◆ Extracts from a box-labeled dataset:
####################

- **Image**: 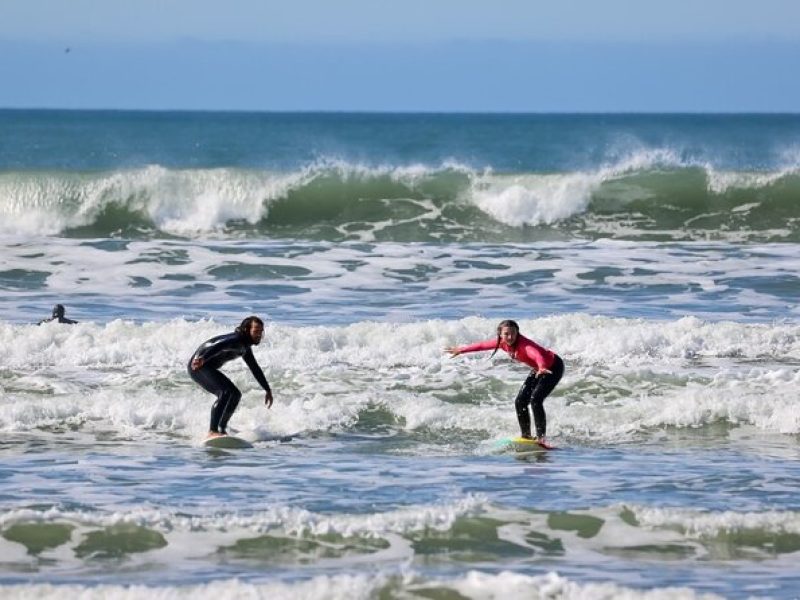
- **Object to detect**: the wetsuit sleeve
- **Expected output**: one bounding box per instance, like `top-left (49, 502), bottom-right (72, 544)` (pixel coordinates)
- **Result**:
top-left (458, 340), bottom-right (497, 354)
top-left (194, 337), bottom-right (238, 363)
top-left (242, 348), bottom-right (270, 392)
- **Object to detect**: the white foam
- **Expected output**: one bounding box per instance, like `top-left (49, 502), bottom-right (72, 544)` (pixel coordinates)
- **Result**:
top-left (0, 314), bottom-right (800, 440)
top-left (0, 569), bottom-right (721, 600)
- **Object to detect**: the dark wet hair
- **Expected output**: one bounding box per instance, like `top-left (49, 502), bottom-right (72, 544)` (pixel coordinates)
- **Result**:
top-left (489, 319), bottom-right (519, 358)
top-left (236, 315), bottom-right (264, 336)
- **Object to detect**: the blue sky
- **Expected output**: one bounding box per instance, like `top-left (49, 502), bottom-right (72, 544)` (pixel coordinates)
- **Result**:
top-left (0, 0), bottom-right (800, 112)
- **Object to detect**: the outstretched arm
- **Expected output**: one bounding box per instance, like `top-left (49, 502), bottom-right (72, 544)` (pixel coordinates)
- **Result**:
top-left (444, 340), bottom-right (497, 357)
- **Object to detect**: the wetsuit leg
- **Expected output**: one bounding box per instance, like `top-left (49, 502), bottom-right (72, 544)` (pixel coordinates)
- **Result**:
top-left (531, 356), bottom-right (564, 438)
top-left (514, 373), bottom-right (536, 437)
top-left (188, 367), bottom-right (242, 433)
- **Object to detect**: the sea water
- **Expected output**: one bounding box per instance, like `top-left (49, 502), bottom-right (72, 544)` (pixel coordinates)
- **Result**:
top-left (0, 111), bottom-right (800, 599)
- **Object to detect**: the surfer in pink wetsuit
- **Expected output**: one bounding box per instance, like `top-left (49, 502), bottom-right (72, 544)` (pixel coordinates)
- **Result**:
top-left (445, 320), bottom-right (564, 446)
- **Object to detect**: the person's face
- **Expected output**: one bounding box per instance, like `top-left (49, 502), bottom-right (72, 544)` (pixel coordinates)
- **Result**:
top-left (248, 321), bottom-right (264, 346)
top-left (500, 325), bottom-right (517, 346)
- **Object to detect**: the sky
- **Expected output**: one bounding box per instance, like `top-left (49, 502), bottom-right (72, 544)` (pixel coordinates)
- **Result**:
top-left (0, 0), bottom-right (800, 112)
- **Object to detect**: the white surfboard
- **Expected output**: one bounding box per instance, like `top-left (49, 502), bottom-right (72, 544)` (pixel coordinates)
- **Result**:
top-left (497, 437), bottom-right (558, 453)
top-left (203, 435), bottom-right (253, 448)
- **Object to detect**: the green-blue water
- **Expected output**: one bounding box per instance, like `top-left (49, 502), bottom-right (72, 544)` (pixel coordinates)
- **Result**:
top-left (0, 111), bottom-right (800, 598)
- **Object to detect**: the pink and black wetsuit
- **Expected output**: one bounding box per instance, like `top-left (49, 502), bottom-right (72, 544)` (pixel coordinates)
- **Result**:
top-left (458, 334), bottom-right (564, 438)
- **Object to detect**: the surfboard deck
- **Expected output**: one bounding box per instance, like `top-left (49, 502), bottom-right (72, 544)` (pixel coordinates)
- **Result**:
top-left (203, 435), bottom-right (253, 448)
top-left (497, 437), bottom-right (558, 452)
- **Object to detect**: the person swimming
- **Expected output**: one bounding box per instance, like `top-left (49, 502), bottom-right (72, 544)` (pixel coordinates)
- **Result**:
top-left (186, 316), bottom-right (272, 438)
top-left (445, 319), bottom-right (564, 446)
top-left (37, 304), bottom-right (77, 325)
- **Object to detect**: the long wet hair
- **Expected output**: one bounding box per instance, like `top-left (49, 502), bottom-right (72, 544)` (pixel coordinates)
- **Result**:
top-left (236, 315), bottom-right (264, 338)
top-left (489, 319), bottom-right (519, 358)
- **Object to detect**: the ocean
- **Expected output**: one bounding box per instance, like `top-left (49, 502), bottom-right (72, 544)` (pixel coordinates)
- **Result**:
top-left (0, 110), bottom-right (800, 600)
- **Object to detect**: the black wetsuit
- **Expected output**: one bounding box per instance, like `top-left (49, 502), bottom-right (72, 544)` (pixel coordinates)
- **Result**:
top-left (187, 332), bottom-right (270, 434)
top-left (514, 355), bottom-right (564, 438)
top-left (38, 317), bottom-right (77, 325)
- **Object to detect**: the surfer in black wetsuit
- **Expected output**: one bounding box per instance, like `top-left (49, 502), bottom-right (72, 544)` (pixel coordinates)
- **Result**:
top-left (38, 304), bottom-right (77, 325)
top-left (187, 317), bottom-right (272, 437)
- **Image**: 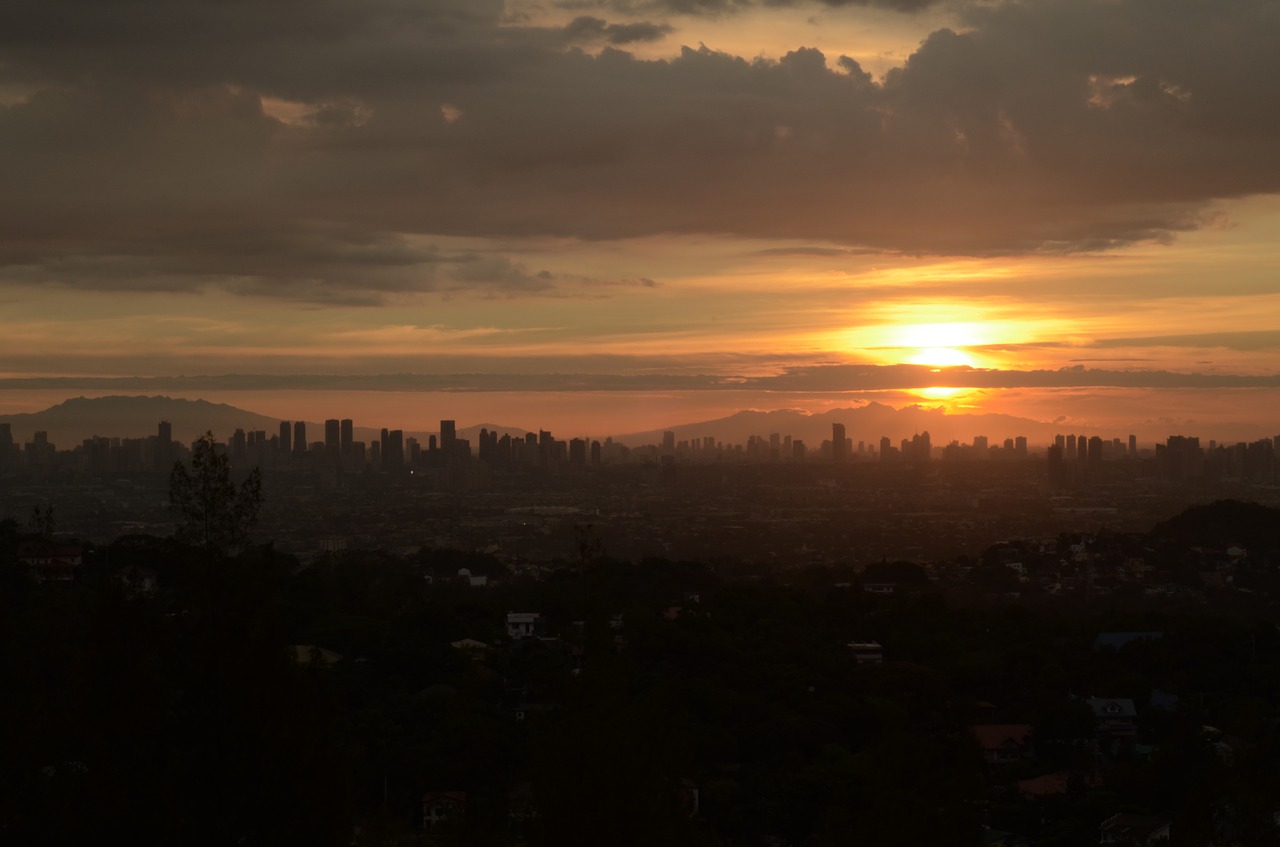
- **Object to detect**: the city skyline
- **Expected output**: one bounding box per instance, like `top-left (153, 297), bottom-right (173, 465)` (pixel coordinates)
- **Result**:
top-left (0, 0), bottom-right (1280, 436)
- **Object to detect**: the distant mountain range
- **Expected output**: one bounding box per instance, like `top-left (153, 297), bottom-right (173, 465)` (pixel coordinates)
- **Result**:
top-left (0, 397), bottom-right (1258, 449)
top-left (614, 403), bottom-right (1075, 449)
top-left (0, 395), bottom-right (527, 449)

####################

◆ TASK DETAILS: Put each line of all the entries above into a numbered list, omitting blank lines. Leave the pictures out of the answer.

◆ OUTPUT OF THE TASK:
1. - **Image**: 
2. - **Object to detect**: the wetsuit sleeve
3. - **Expected output**: one bounding box per instance, like `top-left (49, 502), bottom-right (72, 544)` (pixel coordinates)
4. - **Result**:
5. top-left (458, 340), bottom-right (497, 354)
6. top-left (194, 337), bottom-right (238, 363)
7. top-left (242, 348), bottom-right (270, 392)
8. - **Object to detect**: the white foam
9. - **Expected output**: one bounding box per instance, like `top-left (49, 502), bottom-right (72, 544)` (pixel coordinates)
10. - **Result**:
11. top-left (0, 314), bottom-right (800, 440)
12. top-left (0, 569), bottom-right (721, 600)
13. - **Object to detect**: the dark wet hair
14. - **Expected output**: one bounding box per instance, like `top-left (49, 502), bottom-right (72, 544)` (pixel coordinates)
15. - **Result**:
16. top-left (489, 319), bottom-right (519, 358)
17. top-left (236, 315), bottom-right (264, 336)
18. - **Object to detect**: the blue sky
19. - **Expected output**: one bounding box per instance, like `top-left (49, 502), bottom-right (72, 544)` (pixel coordinates)
20. - **Result**:
21. top-left (0, 0), bottom-right (800, 112)
22. - **Object to detect**: the outstretched arm
23. - **Expected output**: one bounding box per instance, like `top-left (49, 502), bottom-right (72, 544)` (pixel coordinates)
24. - **Result**:
25. top-left (444, 340), bottom-right (497, 357)
26. - **Object to detect**: the wetsuit leg
27. - **Expected output**: one bounding box per instance, like `top-left (49, 502), bottom-right (72, 544)` (pixel coordinates)
28. - **Result**:
29. top-left (531, 356), bottom-right (564, 438)
30. top-left (514, 373), bottom-right (536, 437)
31. top-left (188, 367), bottom-right (242, 433)
32. - **Object to detect**: the sea water
33. - **Expected output**: one bounding box per instance, like `top-left (49, 502), bottom-right (72, 544)` (pixel coordinates)
34. - **Result**:
35. top-left (0, 111), bottom-right (800, 599)
36. - **Object to detect**: the surfer in pink wetsuit
37. - **Expected output**: one bounding box per instance, like `top-left (49, 502), bottom-right (72, 544)` (pixel coordinates)
38. - **Result**:
39. top-left (445, 320), bottom-right (564, 446)
40. - **Object to detect**: the person's face
41. - **Expected output**: one bounding box per instance, like `top-left (49, 502), bottom-right (72, 544)` (pixel coordinates)
42. - **Result**:
43. top-left (248, 321), bottom-right (264, 346)
44. top-left (500, 325), bottom-right (517, 346)
45. - **Object to detect**: the sky
46. - **Expected output**: one bounding box per instance, like `top-left (49, 502), bottom-right (72, 544)` (pixel coordinates)
47. - **Result**:
48. top-left (0, 0), bottom-right (800, 112)
49. - **Object to detect**: the white surfboard
50. - **Expected output**: one bounding box per instance, like `top-left (49, 502), bottom-right (72, 544)` (pixel coordinates)
51. - **Result**:
52. top-left (497, 437), bottom-right (558, 453)
53. top-left (203, 435), bottom-right (253, 448)
54. - **Object to detect**: the green-blue water
55. - **Expected output**: one bounding box per instance, like `top-left (49, 502), bottom-right (72, 544)` (pixel coordinates)
56. - **Result**:
57. top-left (0, 111), bottom-right (800, 598)
58. - **Object to detect**: the pink and black wetsuit
59. - **Expected output**: one bounding box per instance, like `top-left (49, 502), bottom-right (72, 544)` (pixel coordinates)
60. - **Result**:
61. top-left (458, 334), bottom-right (564, 438)
62. - **Object to detect**: the surfboard deck
63. - **Expected output**: one bounding box per instance, like `top-left (49, 502), bottom-right (72, 544)` (pixel coordinates)
64. - **Result**:
65. top-left (203, 435), bottom-right (253, 448)
66. top-left (497, 437), bottom-right (558, 452)
67. - **Object to detect**: the person swimming
68. - **Expected output**: one bounding box per instance, like `top-left (49, 502), bottom-right (72, 544)` (pixel coordinates)
69. - **Result**:
70. top-left (186, 316), bottom-right (272, 438)
71. top-left (445, 319), bottom-right (564, 446)
72. top-left (37, 304), bottom-right (77, 325)
73. - **Object to detect**: the long wet hair
74. - **Expected output**: one bounding box per instance, like `top-left (49, 502), bottom-right (72, 544)` (pixel coordinates)
75. - **Result**:
76. top-left (236, 315), bottom-right (264, 338)
77. top-left (489, 319), bottom-right (519, 358)
78. - **Object to detect**: the ocean
79. - **Expected output**: one bounding box per instance, like `top-left (49, 502), bottom-right (72, 544)` (pixel coordinates)
80. - **Result**:
81. top-left (0, 110), bottom-right (800, 600)
82. - **Object to detect**: the black wetsuit
83. - **Expected output**: one bounding box per instance, like `top-left (49, 502), bottom-right (72, 544)` (pixel coordinates)
84. - **Result**:
85. top-left (187, 332), bottom-right (270, 434)
86. top-left (514, 355), bottom-right (564, 438)
87. top-left (38, 317), bottom-right (77, 325)
88. - **Object to detect**: the surfer in black wetsuit
89. - **Expected output**: one bounding box per instance, like `top-left (49, 502), bottom-right (72, 544)` (pixel coordinates)
90. - **Result**:
91. top-left (38, 304), bottom-right (77, 325)
92. top-left (187, 317), bottom-right (272, 437)
93. - **Image**: 
94. - **Object to detect**: the city skyline
95. - **Expected output**: one bounding box per instance, like `top-left (153, 297), bottom-right (173, 465)` (pixel coordinates)
96. - **Result**:
97. top-left (0, 0), bottom-right (1280, 436)
98. - **Object to detect**: the distant mountain range
99. - **Expected output**: one bounding box per instance, like `top-left (153, 297), bottom-right (173, 465)` (pixel coordinates)
100. - **Result**:
101. top-left (0, 397), bottom-right (1258, 449)
102. top-left (614, 403), bottom-right (1075, 449)
103. top-left (0, 395), bottom-right (527, 449)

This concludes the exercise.